### Extracto proporcionado:

--------------------------------------------------

La retirada de los Ingleses fue lo tranquila que debía esperarse de acción tan afortunada. Pero ahí está el mayor error acaso de cuantos cometió el general Córdova en tan fatal jornada. Porque en vez de consultar a los capitanes de sus navíos si se hallaban en condiciones de atacar al enemigo, a lo que tres o cuatro contestaron resueltamente que sí y los demás que no o pidiendo algún retardo, debió seguir a la escuadra inglesa para combatirla antes de que se estableciera de nuevo en la ensenada de Lagos. La mayor parte de las opiniones estaban en que se hubiera logrado recobrar los cuatro navíos españoles rendidos y aun algunos ingleses, que iban tan desmantelados como los nuestros y que mal pudieran defenderse contra los muchos, todavía útiles o intactos, de que pudo disponer Córdova muy pocas horas después del combate.

Varias fueron las causas de aquel desastre, y algunas de ellas aparecen en el largo escrito que Córdova dirigió en 17 de Diciembre de 1805 al Príncipe de la Paz, para que se le restableciese, como se hizo, en el empleo de teniente general de que se le había privado en 1799. Pero nadie las ha expuesto con la exactitud y suma de conocimientos que el general Grandallana en su citado manuscrito, haciendo ver que la principal consistió en la falta de un reglamento de maniobras para los combates navales, apropiado a los progresos del arte en aquel tiempo y a las necesidades de un servicio que exige gran libertad de acción en los comandantes de los buques que, aun estando concedida a los Ingleses, por ejemplo, les estaba absolutamente negada a los marinos españoles. Esto sin contar con el estado miserable en que, según ya dijimos, se hallaba el cuerpo general de la Armada; tan exageradamente miserable por aquellos días que en uno de los navíos de aquella escuadra, que Godoy se atreve a calificar de bella, fue necesario curar y vendar a los heridos con tela de los sacos de la pólvora; a tal punto llegaba la carencia de recursos médicos en los barcos.

--------------------------------------------------

### Datos:
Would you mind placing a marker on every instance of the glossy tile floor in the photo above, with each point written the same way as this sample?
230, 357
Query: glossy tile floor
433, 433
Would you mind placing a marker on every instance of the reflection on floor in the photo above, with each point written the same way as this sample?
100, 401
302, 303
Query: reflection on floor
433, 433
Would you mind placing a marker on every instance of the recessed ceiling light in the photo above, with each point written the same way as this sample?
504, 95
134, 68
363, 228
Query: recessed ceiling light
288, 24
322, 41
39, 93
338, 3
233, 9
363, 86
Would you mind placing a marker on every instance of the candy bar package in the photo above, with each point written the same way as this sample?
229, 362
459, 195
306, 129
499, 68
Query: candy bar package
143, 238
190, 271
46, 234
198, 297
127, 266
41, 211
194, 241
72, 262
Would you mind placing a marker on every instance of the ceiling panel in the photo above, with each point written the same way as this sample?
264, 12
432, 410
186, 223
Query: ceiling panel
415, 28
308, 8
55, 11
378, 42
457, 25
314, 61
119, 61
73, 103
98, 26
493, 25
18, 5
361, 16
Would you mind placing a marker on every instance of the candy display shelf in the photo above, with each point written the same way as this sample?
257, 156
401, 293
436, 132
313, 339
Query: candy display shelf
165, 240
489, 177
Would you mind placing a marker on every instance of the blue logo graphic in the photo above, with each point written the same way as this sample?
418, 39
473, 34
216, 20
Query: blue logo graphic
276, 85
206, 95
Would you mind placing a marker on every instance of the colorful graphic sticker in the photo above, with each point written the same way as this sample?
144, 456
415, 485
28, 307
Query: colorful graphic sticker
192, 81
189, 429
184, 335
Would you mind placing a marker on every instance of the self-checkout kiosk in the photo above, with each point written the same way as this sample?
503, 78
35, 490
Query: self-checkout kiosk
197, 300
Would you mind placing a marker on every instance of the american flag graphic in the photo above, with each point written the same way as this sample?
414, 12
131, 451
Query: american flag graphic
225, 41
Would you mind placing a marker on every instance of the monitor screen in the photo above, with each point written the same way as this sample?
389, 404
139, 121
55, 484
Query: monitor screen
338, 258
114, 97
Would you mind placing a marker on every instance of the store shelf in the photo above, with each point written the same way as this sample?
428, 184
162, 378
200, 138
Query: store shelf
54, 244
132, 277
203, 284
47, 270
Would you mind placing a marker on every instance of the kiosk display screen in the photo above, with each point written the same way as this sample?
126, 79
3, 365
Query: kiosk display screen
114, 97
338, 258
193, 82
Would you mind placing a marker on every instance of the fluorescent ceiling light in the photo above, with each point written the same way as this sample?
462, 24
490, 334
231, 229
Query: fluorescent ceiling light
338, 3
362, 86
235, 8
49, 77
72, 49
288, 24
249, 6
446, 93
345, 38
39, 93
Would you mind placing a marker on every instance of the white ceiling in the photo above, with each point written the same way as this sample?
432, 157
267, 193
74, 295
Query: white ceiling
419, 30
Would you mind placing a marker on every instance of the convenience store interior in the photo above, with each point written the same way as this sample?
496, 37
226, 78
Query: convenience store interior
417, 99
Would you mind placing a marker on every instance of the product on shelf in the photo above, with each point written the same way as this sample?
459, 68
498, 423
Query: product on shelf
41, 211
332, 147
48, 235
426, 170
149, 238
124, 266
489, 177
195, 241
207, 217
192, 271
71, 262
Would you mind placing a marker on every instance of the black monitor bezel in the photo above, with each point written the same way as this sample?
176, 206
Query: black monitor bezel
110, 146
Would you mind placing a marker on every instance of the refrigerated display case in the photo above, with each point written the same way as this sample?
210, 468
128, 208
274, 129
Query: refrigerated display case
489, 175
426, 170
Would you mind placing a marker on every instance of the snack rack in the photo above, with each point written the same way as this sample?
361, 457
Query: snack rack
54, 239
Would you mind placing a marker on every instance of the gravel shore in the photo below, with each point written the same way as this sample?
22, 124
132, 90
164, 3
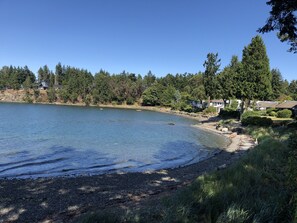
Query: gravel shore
62, 199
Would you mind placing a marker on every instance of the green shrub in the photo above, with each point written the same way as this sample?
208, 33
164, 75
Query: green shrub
292, 125
210, 110
234, 104
270, 110
250, 113
256, 120
130, 101
286, 113
229, 113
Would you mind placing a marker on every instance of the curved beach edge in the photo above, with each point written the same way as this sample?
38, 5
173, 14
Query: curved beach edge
64, 198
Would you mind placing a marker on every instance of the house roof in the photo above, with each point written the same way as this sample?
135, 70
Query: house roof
287, 104
217, 100
267, 104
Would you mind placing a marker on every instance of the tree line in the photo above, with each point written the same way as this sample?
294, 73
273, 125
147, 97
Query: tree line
248, 79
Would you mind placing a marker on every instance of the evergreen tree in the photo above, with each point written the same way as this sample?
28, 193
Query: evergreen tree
276, 84
228, 80
283, 18
212, 65
256, 77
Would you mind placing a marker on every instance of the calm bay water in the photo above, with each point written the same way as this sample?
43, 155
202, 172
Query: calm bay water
49, 140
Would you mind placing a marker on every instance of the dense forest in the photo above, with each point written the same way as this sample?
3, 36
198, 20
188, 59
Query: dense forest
248, 79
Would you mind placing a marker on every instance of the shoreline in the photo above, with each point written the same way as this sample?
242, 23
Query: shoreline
63, 199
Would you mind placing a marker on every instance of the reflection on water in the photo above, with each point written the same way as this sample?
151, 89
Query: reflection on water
45, 140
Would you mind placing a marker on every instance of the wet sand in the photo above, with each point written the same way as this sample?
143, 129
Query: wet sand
62, 199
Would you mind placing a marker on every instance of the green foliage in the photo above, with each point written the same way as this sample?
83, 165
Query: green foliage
27, 83
234, 104
87, 100
256, 78
258, 188
210, 110
13, 77
27, 98
228, 85
130, 101
64, 95
273, 113
212, 65
229, 113
292, 125
250, 113
284, 20
256, 120
270, 110
276, 84
233, 214
286, 113
36, 93
51, 95
151, 96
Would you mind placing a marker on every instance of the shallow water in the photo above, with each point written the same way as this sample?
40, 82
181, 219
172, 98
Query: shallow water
49, 140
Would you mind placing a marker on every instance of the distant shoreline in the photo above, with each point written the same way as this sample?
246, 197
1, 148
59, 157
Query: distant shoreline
63, 199
66, 198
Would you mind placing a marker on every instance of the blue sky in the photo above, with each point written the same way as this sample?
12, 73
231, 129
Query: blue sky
164, 36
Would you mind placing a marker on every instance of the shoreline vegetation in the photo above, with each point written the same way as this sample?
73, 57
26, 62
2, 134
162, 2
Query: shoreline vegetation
69, 198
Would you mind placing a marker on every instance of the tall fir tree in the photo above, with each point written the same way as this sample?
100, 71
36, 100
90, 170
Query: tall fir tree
256, 76
212, 66
276, 84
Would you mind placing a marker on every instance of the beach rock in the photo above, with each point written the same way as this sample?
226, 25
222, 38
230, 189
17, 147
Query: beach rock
238, 130
224, 130
222, 167
233, 135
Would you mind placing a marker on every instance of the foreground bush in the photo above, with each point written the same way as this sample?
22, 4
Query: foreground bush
251, 113
259, 188
286, 113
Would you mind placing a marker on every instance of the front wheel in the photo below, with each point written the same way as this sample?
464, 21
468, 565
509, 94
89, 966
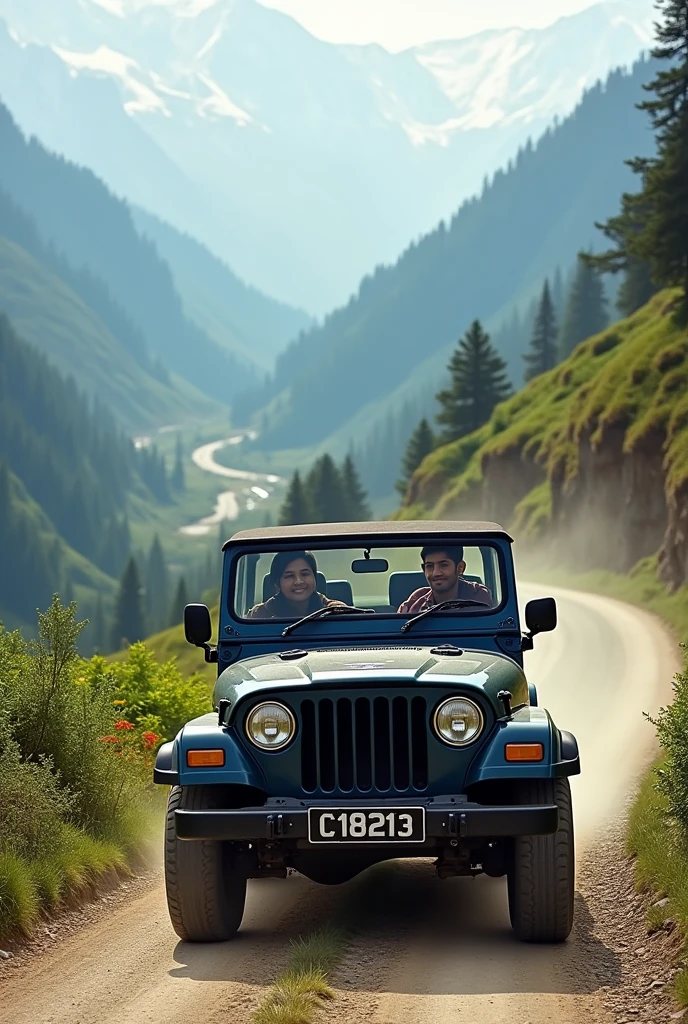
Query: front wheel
205, 892
541, 878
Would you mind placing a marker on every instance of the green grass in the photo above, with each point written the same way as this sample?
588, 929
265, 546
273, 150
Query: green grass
172, 643
660, 869
302, 986
76, 864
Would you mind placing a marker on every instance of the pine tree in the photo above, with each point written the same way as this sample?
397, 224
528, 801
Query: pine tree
422, 442
157, 586
129, 624
652, 226
326, 491
543, 354
558, 293
586, 308
479, 382
178, 480
179, 601
356, 506
98, 639
296, 507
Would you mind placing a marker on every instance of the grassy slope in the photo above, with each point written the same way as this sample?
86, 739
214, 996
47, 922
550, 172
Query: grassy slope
634, 375
47, 313
171, 643
86, 578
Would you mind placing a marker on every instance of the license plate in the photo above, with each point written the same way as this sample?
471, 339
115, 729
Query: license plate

--------------------------------------------------

Diga si cada afirmación concuerda con el extracto sobre la derrota de Córdova, respondiendo sí o no y citando literalmente las palabras del texto que lo deciden.
(a) Todos los capitanes consultados por Córdova respondieron que podían atacar al enemigo.
(b) Córdova dirigió un escrito al Príncipe de la Paz el 17 de diciembre de 1805.
(c) Según Grandallana, la causa principal del desastre fue la falta de un reglamento de maniobras para los combates navales.

(a) No: «tres o cuatro contestaron resueltamente que sí y los demás que no o pidiendo algún retardo».
(b) Sí: «el largo escrito que Córdova dirigió en 17 de Diciembre de 1805 al Príncipe de la Paz».
(c) Sí: «la principal consistió en la falta de un reglamento de maniobras para los combates navales».